■ WHAT TO DO: Print the whole listing exactly.

■ DATA PROVIDED:
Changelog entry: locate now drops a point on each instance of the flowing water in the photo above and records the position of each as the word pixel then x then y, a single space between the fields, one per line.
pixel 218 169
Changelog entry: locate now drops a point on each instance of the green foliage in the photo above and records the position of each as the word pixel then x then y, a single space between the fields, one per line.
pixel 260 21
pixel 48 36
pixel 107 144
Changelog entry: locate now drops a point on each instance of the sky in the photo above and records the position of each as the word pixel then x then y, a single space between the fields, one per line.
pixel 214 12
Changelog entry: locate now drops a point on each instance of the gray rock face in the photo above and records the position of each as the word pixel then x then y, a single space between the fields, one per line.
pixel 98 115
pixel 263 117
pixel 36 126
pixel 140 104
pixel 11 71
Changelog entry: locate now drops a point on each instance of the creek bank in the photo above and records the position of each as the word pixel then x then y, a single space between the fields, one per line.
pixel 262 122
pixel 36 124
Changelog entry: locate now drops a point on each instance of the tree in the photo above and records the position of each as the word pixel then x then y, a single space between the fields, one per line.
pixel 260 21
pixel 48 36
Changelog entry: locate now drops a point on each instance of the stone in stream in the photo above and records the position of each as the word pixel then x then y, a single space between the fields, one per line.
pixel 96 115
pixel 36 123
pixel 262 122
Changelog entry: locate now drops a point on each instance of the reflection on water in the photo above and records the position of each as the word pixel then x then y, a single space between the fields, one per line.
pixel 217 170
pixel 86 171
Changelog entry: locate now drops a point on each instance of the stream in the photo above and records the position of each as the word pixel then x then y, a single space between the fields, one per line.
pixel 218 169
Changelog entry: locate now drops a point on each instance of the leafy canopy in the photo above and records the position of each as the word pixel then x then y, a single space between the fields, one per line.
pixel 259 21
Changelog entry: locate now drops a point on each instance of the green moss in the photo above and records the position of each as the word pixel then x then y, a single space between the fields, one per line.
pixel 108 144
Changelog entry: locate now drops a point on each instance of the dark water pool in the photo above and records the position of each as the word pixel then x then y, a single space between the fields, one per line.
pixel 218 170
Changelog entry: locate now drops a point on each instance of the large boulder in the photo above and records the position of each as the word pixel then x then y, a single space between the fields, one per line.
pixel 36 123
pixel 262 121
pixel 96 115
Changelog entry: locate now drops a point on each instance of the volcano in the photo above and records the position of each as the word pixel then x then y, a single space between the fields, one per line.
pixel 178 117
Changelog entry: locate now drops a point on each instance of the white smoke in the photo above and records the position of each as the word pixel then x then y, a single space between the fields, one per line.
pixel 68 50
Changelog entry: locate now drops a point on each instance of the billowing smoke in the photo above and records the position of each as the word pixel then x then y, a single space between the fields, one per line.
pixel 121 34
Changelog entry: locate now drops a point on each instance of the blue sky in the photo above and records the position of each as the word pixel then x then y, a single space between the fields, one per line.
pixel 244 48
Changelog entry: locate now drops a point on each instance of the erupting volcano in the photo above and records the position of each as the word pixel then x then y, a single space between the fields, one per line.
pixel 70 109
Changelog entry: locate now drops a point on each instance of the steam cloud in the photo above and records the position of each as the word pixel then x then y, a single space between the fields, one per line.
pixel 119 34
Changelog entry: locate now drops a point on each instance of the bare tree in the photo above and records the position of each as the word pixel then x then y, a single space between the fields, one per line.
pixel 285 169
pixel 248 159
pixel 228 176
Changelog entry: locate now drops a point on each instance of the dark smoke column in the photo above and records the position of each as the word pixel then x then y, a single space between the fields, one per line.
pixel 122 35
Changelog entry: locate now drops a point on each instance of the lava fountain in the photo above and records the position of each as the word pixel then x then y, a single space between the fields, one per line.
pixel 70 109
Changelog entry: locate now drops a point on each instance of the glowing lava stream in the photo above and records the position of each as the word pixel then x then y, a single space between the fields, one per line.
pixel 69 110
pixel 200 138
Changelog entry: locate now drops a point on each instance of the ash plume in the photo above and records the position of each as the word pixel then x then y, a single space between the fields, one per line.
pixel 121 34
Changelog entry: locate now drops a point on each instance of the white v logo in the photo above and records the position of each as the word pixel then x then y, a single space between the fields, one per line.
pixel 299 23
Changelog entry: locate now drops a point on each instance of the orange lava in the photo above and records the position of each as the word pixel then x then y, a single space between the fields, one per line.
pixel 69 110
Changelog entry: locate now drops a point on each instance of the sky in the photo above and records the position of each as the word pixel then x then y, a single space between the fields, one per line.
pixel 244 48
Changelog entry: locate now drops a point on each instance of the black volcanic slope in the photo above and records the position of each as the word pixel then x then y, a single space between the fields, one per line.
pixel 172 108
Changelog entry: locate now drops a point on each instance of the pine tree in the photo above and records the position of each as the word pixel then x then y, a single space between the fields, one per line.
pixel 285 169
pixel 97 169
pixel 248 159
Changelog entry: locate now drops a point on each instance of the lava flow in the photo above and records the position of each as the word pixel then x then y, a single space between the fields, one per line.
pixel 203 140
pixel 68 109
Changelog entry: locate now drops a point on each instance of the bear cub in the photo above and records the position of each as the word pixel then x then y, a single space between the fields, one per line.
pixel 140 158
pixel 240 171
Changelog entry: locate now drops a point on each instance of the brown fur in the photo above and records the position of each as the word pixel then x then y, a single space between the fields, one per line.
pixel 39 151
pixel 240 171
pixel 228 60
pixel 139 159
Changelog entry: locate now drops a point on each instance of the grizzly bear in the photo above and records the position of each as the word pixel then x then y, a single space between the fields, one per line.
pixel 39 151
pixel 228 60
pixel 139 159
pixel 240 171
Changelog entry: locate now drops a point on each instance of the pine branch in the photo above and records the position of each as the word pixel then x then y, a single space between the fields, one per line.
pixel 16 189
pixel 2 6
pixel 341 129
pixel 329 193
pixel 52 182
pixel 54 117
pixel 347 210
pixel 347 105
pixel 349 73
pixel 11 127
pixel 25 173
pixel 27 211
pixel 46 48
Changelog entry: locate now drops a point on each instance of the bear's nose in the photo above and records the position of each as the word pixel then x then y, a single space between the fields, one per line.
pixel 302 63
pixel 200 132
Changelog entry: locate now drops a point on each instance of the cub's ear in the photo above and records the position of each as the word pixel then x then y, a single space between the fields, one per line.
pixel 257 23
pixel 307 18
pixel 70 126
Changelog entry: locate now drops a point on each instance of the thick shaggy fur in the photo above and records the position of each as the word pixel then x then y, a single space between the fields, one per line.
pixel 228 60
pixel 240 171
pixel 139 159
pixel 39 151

■ RESULT OF THE EXERCISE:
Changelog entry: locate now drops a point on each instance of the flowing water in the photo above and records the position of each as the word pixel then x then y, a single space between the fields, one per line.
pixel 218 169
Changelog entry: locate now drops a point on each instance of the green foliage in the photo above and records the position of each as the word pixel then x then y, a single space between the fields, one per line.
pixel 260 21
pixel 48 36
pixel 107 144
Changelog entry: locate now drops a point on each instance of the sky in the photo above and records the position of each as the word pixel then x then y, a single space between the fields, one per line.
pixel 214 12
Changelog entry: locate now drops a point on each instance of the gray rock face in the photo above and records the position of each as the word pixel then x then y, a single space between the fields, one per line.
pixel 98 115
pixel 263 117
pixel 36 126
pixel 140 104
pixel 11 71
Changelog entry: locate now drops a point on each instance of the creek bank in the photo above and records the position of each as the word pixel then x then y, a single space between the fields, one per line.
pixel 262 122
pixel 36 124
Changelog entry: locate now drops a point on each instance of the tree in the photo above and records the position of each as the word pixel then x then y, a single space between the fields, one per line.
pixel 260 21
pixel 48 36
Changelog entry: locate now drops a point on each instance of the stone in stream in the photo above and records the position of each as the word pixel then x then y, a single space between the fields, one per line.
pixel 96 115
pixel 36 123
pixel 262 122
Changelog entry: locate now drops a point on each instance of the reflection on water in the photo above and records the position of each as the word pixel then x then y, a single space between the fields, one per line.
pixel 217 170
pixel 86 171
Changelog entry: locate now drops a point on each instance of the stream in the photo above and records the position of each as the word pixel then x then y, a single space between the fields, one per line.
pixel 218 169
Changelog entry: locate now drops a point on each instance of the leafy canopy in the photo above and records the position of each as the word pixel then x then y, a single space between the fields, one per line.
pixel 259 21
Changelog entry: locate now drops a point on each instance of the green moss in the photo above and records the position of each as the word pixel then x then y, a single space between the fields, one per line.
pixel 108 144
Changelog entry: locate now drops a point on each instance of the dark water pool in the photo above and records the position of each as the word pixel then x then y, a single space between the fields, one per line.
pixel 218 170
Changelog entry: locate now drops a point on each instance of the large boulder in the photo above and records the position of each as the word pixel then x then y, a single space between the fields, one per line.
pixel 36 123
pixel 262 121
pixel 96 115
Changelog entry: locate now drops a point on each instance of the volcano in the photo above and records the position of each as the word pixel then x then y, a single space between the fields, one per line.
pixel 178 117
Changelog entry: locate now drops a point on each instance of the white smoke in the photo above and records the position of each as the word pixel then x then y, a single space between the fields, one per line.
pixel 68 50
Changelog entry: locate now drops a point on each instance of the billowing smoke in the photo above and records the position of each as the word pixel then x then y, a single space between the fields, one per line.
pixel 121 34
Changelog entry: locate now drops a point on each instance of the blue sky in the photo above and records the position of each as the word pixel then x then y, a single space between the fields, one per line.
pixel 244 48
Changelog entry: locate now drops a point on each instance of the erupting volcano in the photo above and records the position of each as the word pixel then x then y, a single space between the fields, one per line.
pixel 70 109
Changelog entry: locate now drops a point on each instance of the steam cloud in the photo above and records the position of each as the word pixel then x then y, a single space between the fields, one per line.
pixel 119 34
Changelog entry: locate now drops a point on each instance of the bare tree in the photo above and records the position of each as the word pixel then x then y, a single space between the fields, one per line.
pixel 285 169
pixel 248 159
pixel 228 176
Changelog entry: locate now drops a point on each instance of the dark smoke column in the photo above and records the position of each as the word pixel then x then y, a single space between the fields, one per line.
pixel 122 35
Changelog entry: locate now drops a point on each instance of the lava fountain in the photo above and records the position of each as the word pixel then x then y, a single space between the fields, one per line.
pixel 70 109
Changelog entry: locate now drops a point on each instance of the glowing lava stream in the photo above and records the position of each as the word pixel then x then y, a single space between the fields, one per line.
pixel 69 110
pixel 200 138
Changelog entry: locate now drops a point on each instance of the ash plume in the photo above and records the position of each as the word pixel then x then y, a single space between the fields, one per line.
pixel 121 34
Changelog entry: locate now drops a point on each instance of the white v logo in the photo above and records the position of each as the word pixel then x then y, a single space between the fields, one per line.
pixel 299 23
Changelog entry: locate now drops a point on each instance of the orange lava in the photo above and records the position of each as the word pixel then x then y, a single space between the fields, one per line.
pixel 69 110
Changelog entry: locate now drops a point on each instance of the sky in the photo above and records the position of each as the word pixel then x then y, a single space between the fields, one per line.
pixel 244 48
Changelog entry: locate now drops a point on each instance of the black volcanic slope in the photo above and records the position of each as the word pixel then x then y, a single space between the fields, one per line.
pixel 172 108
Changelog entry: locate now drops a point on each instance of the pine tree in the photo above and records the position of each as the word pixel then x then y, a single space between the fields, one per line.
pixel 285 169
pixel 97 169
pixel 248 159
Changelog entry: locate now drops a point on each instance of the lava flow in the photo above and records the position of each as the word pixel then x then y, a single space between the fields, one per line.
pixel 203 140
pixel 68 109
Changelog entry: locate now drops a point on each instance of the bear cub in the photo above and records the position of each as the word pixel then x then y, a single space between the fields, one per line.
pixel 140 158
pixel 240 171
Changelog entry: locate now drops a point on each instance of the brown fur in the photo above and records the position of each as the word pixel then x then y, a single space between the fields, one per line.
pixel 39 151
pixel 240 171
pixel 228 60
pixel 139 159
Changelog entry: locate now drops a point on each instance of the grizzly bear in the photo above and records the position of each as the word pixel then x then y, a single space between the fields, one per line.
pixel 39 151
pixel 228 60
pixel 139 159
pixel 240 171
Changelog entry: locate now drops a point on each instance of the pine branch in the photo above and records the position of each as the word pixel then x then y, a single space between the fields, one per line.
pixel 16 189
pixel 2 6
pixel 341 129
pixel 329 193
pixel 52 182
pixel 54 117
pixel 347 210
pixel 347 105
pixel 349 73
pixel 11 127
pixel 25 173
pixel 27 211
pixel 46 48
Changelog entry: locate now drops a point on each instance of the bear's nose in the photo above and records the position of each as the word pixel then x then y, a single space between the fields, one per line.
pixel 302 63
pixel 200 132
Changelog entry: locate now drops a point on each instance of the cub's ear in the photo above and records the position of each as the word pixel then x then y, a single space between the fields, one per line.
pixel 257 23
pixel 307 18
pixel 70 126
Changelog entry: locate now drops a point on each instance of the thick shaggy fur in the photo above and records the position of each as the word pixel then x then y, a single space between the fields, one per line.
pixel 228 60
pixel 240 171
pixel 139 159
pixel 39 151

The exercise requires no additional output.